→ **Goal of the exercise**
Exact transcription, pictures omitted: begin at the top line of the records below and end with the line bearing "silver laptop | locate".

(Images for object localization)
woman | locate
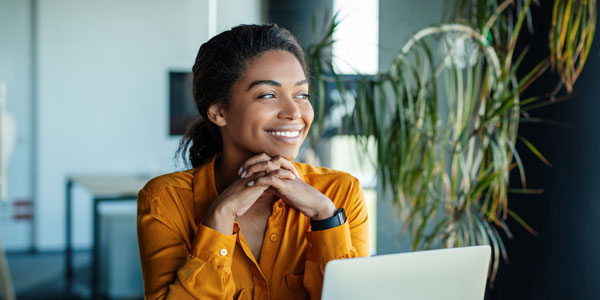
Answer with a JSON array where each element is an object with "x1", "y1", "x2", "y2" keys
[{"x1": 137, "y1": 24, "x2": 369, "y2": 300}]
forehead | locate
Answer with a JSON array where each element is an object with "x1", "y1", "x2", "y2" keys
[{"x1": 241, "y1": 50, "x2": 306, "y2": 82}]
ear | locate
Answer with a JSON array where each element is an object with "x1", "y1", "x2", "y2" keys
[{"x1": 207, "y1": 102, "x2": 227, "y2": 127}]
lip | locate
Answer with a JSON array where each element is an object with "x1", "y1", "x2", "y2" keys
[{"x1": 264, "y1": 124, "x2": 305, "y2": 131}]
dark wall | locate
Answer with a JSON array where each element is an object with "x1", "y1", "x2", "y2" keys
[
  {"x1": 489, "y1": 4, "x2": 600, "y2": 300},
  {"x1": 266, "y1": 0, "x2": 332, "y2": 49}
]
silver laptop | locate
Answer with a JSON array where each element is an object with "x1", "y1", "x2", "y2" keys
[{"x1": 321, "y1": 245, "x2": 491, "y2": 300}]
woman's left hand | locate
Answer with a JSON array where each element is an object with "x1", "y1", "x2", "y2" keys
[{"x1": 239, "y1": 153, "x2": 337, "y2": 220}]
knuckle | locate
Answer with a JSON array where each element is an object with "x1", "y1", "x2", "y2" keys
[
  {"x1": 250, "y1": 163, "x2": 261, "y2": 172},
  {"x1": 260, "y1": 177, "x2": 272, "y2": 185}
]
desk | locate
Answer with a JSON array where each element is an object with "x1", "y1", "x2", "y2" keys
[{"x1": 65, "y1": 174, "x2": 150, "y2": 299}]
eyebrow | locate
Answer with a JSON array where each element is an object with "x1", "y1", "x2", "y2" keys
[{"x1": 247, "y1": 79, "x2": 308, "y2": 90}]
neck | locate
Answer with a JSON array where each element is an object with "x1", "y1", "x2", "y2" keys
[{"x1": 213, "y1": 145, "x2": 253, "y2": 194}]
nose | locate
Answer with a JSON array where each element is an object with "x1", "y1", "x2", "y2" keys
[{"x1": 278, "y1": 96, "x2": 301, "y2": 120}]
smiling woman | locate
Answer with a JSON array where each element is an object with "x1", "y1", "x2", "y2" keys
[
  {"x1": 136, "y1": 24, "x2": 369, "y2": 300},
  {"x1": 215, "y1": 49, "x2": 313, "y2": 163}
]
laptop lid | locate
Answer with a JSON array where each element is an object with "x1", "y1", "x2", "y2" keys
[{"x1": 321, "y1": 245, "x2": 491, "y2": 300}]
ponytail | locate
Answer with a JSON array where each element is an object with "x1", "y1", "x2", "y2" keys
[{"x1": 177, "y1": 117, "x2": 222, "y2": 168}]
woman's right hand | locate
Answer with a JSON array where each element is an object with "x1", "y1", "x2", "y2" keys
[{"x1": 202, "y1": 172, "x2": 267, "y2": 235}]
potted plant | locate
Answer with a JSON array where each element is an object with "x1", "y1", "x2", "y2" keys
[{"x1": 306, "y1": 0, "x2": 596, "y2": 282}]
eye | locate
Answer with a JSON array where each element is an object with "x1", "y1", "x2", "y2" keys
[
  {"x1": 296, "y1": 93, "x2": 310, "y2": 100},
  {"x1": 258, "y1": 93, "x2": 276, "y2": 99}
]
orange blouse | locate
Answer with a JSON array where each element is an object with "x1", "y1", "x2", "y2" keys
[{"x1": 137, "y1": 155, "x2": 369, "y2": 299}]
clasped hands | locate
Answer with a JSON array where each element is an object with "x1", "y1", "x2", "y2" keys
[{"x1": 204, "y1": 153, "x2": 336, "y2": 235}]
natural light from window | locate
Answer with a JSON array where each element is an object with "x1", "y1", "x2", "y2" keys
[
  {"x1": 332, "y1": 0, "x2": 379, "y2": 74},
  {"x1": 331, "y1": 0, "x2": 379, "y2": 254}
]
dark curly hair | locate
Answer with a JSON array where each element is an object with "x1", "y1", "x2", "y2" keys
[{"x1": 177, "y1": 24, "x2": 307, "y2": 168}]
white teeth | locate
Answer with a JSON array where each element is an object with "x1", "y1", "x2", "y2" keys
[{"x1": 268, "y1": 130, "x2": 300, "y2": 137}]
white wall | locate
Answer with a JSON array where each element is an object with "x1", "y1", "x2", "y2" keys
[
  {"x1": 35, "y1": 0, "x2": 262, "y2": 250},
  {"x1": 0, "y1": 0, "x2": 34, "y2": 251},
  {"x1": 217, "y1": 0, "x2": 264, "y2": 32}
]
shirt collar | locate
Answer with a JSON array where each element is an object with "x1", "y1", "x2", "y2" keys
[{"x1": 192, "y1": 154, "x2": 219, "y2": 224}]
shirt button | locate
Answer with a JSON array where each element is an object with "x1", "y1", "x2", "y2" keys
[
  {"x1": 270, "y1": 234, "x2": 277, "y2": 242},
  {"x1": 278, "y1": 202, "x2": 285, "y2": 208},
  {"x1": 261, "y1": 280, "x2": 267, "y2": 287},
  {"x1": 219, "y1": 248, "x2": 228, "y2": 256},
  {"x1": 308, "y1": 242, "x2": 313, "y2": 248}
]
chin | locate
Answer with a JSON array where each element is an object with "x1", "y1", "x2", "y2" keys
[{"x1": 265, "y1": 148, "x2": 298, "y2": 161}]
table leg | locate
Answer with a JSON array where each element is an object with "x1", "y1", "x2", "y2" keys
[
  {"x1": 65, "y1": 179, "x2": 73, "y2": 293},
  {"x1": 92, "y1": 198, "x2": 99, "y2": 299},
  {"x1": 0, "y1": 232, "x2": 16, "y2": 300}
]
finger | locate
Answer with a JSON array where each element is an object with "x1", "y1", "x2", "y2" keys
[
  {"x1": 242, "y1": 156, "x2": 300, "y2": 179},
  {"x1": 238, "y1": 153, "x2": 272, "y2": 175},
  {"x1": 267, "y1": 168, "x2": 296, "y2": 181},
  {"x1": 241, "y1": 171, "x2": 267, "y2": 185},
  {"x1": 271, "y1": 156, "x2": 301, "y2": 179},
  {"x1": 242, "y1": 160, "x2": 279, "y2": 178},
  {"x1": 247, "y1": 174, "x2": 285, "y2": 189}
]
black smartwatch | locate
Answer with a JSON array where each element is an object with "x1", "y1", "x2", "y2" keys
[{"x1": 310, "y1": 208, "x2": 347, "y2": 231}]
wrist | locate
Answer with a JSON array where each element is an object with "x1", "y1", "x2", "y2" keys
[
  {"x1": 204, "y1": 203, "x2": 235, "y2": 234},
  {"x1": 311, "y1": 200, "x2": 336, "y2": 220}
]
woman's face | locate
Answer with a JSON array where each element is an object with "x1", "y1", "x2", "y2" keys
[{"x1": 216, "y1": 50, "x2": 313, "y2": 160}]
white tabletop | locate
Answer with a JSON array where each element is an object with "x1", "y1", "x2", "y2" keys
[{"x1": 69, "y1": 174, "x2": 153, "y2": 198}]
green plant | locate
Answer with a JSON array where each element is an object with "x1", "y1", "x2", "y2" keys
[
  {"x1": 306, "y1": 0, "x2": 596, "y2": 283},
  {"x1": 550, "y1": 0, "x2": 596, "y2": 93},
  {"x1": 305, "y1": 11, "x2": 344, "y2": 151}
]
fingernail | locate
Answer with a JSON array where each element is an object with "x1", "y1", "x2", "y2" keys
[
  {"x1": 247, "y1": 180, "x2": 254, "y2": 186},
  {"x1": 238, "y1": 166, "x2": 243, "y2": 175},
  {"x1": 291, "y1": 174, "x2": 296, "y2": 180},
  {"x1": 241, "y1": 171, "x2": 247, "y2": 178}
]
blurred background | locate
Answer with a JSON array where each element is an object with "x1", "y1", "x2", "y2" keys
[{"x1": 0, "y1": 0, "x2": 598, "y2": 299}]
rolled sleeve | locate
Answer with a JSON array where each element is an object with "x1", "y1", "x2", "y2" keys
[
  {"x1": 305, "y1": 221, "x2": 353, "y2": 261},
  {"x1": 191, "y1": 223, "x2": 238, "y2": 268}
]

→ **Written solution**
woman | locate
Answer with a JSON array where each element is an object with "x1", "y1", "x2", "y2" keys
[{"x1": 137, "y1": 24, "x2": 369, "y2": 300}]
forehead | locate
Answer with a JSON array where each element is an object with "x1", "y1", "x2", "y2" keys
[{"x1": 241, "y1": 50, "x2": 306, "y2": 82}]
ear | locate
Answer with a JSON array where each element is an object with "x1", "y1", "x2", "y2" keys
[{"x1": 207, "y1": 102, "x2": 227, "y2": 127}]
lip | locate
Answer with a JSON array where each element is an object with "x1", "y1", "x2", "y2" keys
[{"x1": 264, "y1": 124, "x2": 305, "y2": 131}]
dark wall | locate
Answer with a JSON array where each element is an object with "x1", "y1", "x2", "y2" keys
[
  {"x1": 489, "y1": 4, "x2": 600, "y2": 300},
  {"x1": 266, "y1": 0, "x2": 332, "y2": 49}
]
silver laptop | locate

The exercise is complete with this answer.